- **TASK**
The records that follow must be repeated verbatim, every one of them.

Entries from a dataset
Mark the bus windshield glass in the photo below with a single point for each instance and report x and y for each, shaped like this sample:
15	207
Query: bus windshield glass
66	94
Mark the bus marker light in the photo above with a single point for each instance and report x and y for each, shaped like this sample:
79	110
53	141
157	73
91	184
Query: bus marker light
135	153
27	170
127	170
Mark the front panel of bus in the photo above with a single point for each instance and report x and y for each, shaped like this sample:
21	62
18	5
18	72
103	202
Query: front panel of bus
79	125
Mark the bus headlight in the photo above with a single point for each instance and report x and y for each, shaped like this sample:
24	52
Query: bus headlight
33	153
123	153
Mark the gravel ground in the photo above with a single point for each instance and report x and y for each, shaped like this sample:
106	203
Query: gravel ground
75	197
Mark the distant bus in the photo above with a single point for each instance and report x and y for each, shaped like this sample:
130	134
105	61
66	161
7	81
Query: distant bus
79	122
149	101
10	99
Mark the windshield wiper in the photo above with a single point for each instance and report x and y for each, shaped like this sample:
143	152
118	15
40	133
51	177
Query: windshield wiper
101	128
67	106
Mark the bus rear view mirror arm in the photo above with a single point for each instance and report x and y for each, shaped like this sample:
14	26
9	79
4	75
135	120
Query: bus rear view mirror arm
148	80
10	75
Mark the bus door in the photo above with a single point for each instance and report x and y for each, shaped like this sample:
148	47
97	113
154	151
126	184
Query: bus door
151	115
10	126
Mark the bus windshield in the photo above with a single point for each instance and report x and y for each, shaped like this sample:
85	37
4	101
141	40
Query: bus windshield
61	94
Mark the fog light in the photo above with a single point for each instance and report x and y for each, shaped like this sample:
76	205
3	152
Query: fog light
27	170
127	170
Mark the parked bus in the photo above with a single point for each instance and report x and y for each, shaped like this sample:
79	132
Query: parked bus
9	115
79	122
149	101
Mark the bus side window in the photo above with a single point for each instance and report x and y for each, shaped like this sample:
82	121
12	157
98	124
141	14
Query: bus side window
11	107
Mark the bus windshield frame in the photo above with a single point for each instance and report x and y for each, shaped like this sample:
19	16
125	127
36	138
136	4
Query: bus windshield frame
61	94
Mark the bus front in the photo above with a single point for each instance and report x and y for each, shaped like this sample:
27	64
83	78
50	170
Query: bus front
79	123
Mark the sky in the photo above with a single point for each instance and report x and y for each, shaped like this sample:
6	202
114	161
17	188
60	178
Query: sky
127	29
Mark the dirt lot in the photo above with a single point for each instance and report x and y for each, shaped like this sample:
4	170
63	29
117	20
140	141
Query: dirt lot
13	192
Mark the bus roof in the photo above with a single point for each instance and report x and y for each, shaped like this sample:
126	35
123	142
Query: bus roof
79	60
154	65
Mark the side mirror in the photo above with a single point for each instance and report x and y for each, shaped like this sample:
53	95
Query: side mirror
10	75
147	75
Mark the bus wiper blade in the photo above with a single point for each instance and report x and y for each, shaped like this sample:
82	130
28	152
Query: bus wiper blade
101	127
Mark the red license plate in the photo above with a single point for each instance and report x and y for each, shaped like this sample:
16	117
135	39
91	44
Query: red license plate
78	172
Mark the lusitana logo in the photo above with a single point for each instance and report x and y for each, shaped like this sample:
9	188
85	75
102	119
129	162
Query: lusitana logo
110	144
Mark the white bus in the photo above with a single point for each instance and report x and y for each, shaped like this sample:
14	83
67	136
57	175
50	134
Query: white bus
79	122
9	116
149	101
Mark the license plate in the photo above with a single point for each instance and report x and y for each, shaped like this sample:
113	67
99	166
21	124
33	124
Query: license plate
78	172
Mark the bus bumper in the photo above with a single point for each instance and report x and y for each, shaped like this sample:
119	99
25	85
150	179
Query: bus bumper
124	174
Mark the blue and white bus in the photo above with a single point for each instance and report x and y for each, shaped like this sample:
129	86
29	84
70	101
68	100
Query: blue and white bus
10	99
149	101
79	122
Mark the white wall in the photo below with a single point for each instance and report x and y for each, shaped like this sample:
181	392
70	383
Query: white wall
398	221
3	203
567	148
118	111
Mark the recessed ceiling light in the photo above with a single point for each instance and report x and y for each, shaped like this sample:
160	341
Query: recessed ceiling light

- **FULL SOLUTION**
Mark the bus windshield glass in the photo below with a single point for each instance and report x and y for each, shaped like this sample:
15	207
Query: bus windshield glass
66	94
Mark the bus marker light in the photo above with a single point for each instance and report x and y for each, shaped like this sample:
79	110
53	141
157	73
91	184
Query: bus marker light
135	153
27	170
127	170
Mark the front panel of bus in the photo above with a single point for each instance and report x and y for each, shaped like this sample:
21	62
18	5
18	72
103	202
Query: front panel of bus
79	125
Mark the bus headlight in the photo above with a single point for each instance and report x and y for each, shaped like this sample:
24	52
Query: bus headlight
33	153
123	153
Mark the gravel ground in the photo above with a single point for each instance and report x and y for each, shaped like this sample:
106	203
Query: gravel ground
75	197
Mark the distant bus in the photo above with a single point for each instance and report x and y for each, shaped like this sample:
130	134
105	61
66	161
7	81
Query: distant bus
79	122
149	101
10	99
Mark the windshield wiper in the photo above with a single point for each instance and report x and y for each, shaped like this sample:
143	152
118	15
40	133
51	177
Query: windshield wiper
101	128
67	106
Mark the bus rear view mirror arm in the photo above with a single point for each instance and report x and y for each, shaped like this sample:
14	26
9	79
4	75
135	120
Query: bus rear view mirror arm
148	80
10	75
Mark the bus door in the photo above with a single point for each instance and report x and y for each, shaped like this sample:
148	47
97	113
154	151
126	184
Query: bus door
151	115
10	126
Mark the bus windshield in the photo above with a single point for each instance and report x and y for each, shaped like this sample:
85	37
4	101
141	40
Query: bus windshield
61	94
Mark the fog light in the photo above with a single point for each instance and report x and y for each, shaped like this sample:
76	205
3	152
Query: fog light
27	170
127	170
Mark the parked bus in the photo above with a single point for each instance and report x and y for each, shaped like this sample:
79	132
Query: parked bus
9	115
79	122
149	101
Mark the bus side window in the photo above with a single point for each instance and report x and y for each, shaped like this sample:
82	121
12	157
98	124
141	14
Query: bus side window
11	107
Mark the bus windshield frame in the photo above with a single point for each instance and report x and y for each, shaped like this sample:
19	16
125	127
36	138
136	4
Query: bus windshield frame
61	94
Mark the bus front in the photo above with a single point for each instance and report x and y for each, shaped like this sample:
27	64
83	78
50	170
Query: bus front
79	123
Mark the sky in the photo above with a single point for each instance and report x and y for each, shaped like this sample:
6	202
114	161
17	188
60	178
Query: sky
127	29
Mark the dirt lot in the photo above with a single point for each instance and report x and y for each, shaped like this sample:
4	170
63	29
117	20
140	141
Query: dirt lot
13	192
Mark the bus roof in the photo above with a single point for each instance and report x and y for each, shaped like this sample:
126	35
123	142
Query: bus roof
79	60
154	65
Mark the side mirror in the photo above with a single point for each instance and report x and y for each, shaped like this sample:
53	95
Query: side mirror
10	75
147	75
Mark the bus wiper blade in the photo above with a single point for each instance and report x and y for each, shaped like this sample:
82	130
28	152
Query: bus wiper blade
101	127
Mark the red license plate in the photo above with a single point for each instance and report x and y for each, shaped like this sample:
16	117
135	39
91	44
Query: red license plate
78	172
Mark the lusitana logo in the photo above with a single point for each instance and report x and y for each, shaped like this sample:
9	188
85	75
102	119
129	162
Query: lusitana logo
110	144
Mark the white bus in the photo above with a single point for each instance and report x and y for each, shaped like this sample:
14	83
67	136
57	175
50	134
Query: white bus
79	122
9	116
149	101
Mark the license plate in the photo above with a single point for each instance and report x and y for each, shaped like this sample:
113	67
99	166
21	124
33	124
Query: license plate
78	172
Mark the bus bumper in the photo above with a single point for each instance and report x and y for each, shaped like this sample:
119	99
25	85
150	179
Query: bus bumper
124	174
Mark the blue and white bus in the photo above with a single point for each instance and report x and y for each, shaped like this sample:
129	86
29	84
70	101
68	100
Query: blue and white bus
10	99
149	101
79	122
Mark the white wall in the photo below with a single point for each instance and report x and y for each, shaped like this sample:
181	392
70	383
Query: white wall
398	221
3	203
567	148
118	111
Mark the recessed ceiling light in the photo above with a single point for each instance and report x and y for each, shaped like this sample:
160	341
Query: recessed ceiling light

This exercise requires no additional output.